What this task involves ▸
Look below for the line containing "Tag the fringed". Reproduce it and every line after it exactly, and nothing more.

Segment Start: Material for this task

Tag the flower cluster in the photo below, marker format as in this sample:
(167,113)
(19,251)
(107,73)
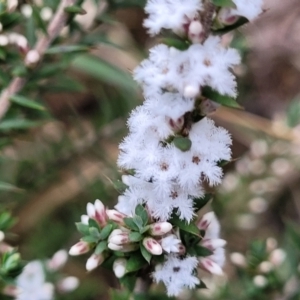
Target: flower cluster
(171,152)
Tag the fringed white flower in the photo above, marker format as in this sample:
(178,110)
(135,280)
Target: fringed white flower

Segment End: Material for this task

Solution ▸
Tag the fringed white flower in the photo above, marker format as in this sample:
(178,110)
(135,280)
Target: fringed white flower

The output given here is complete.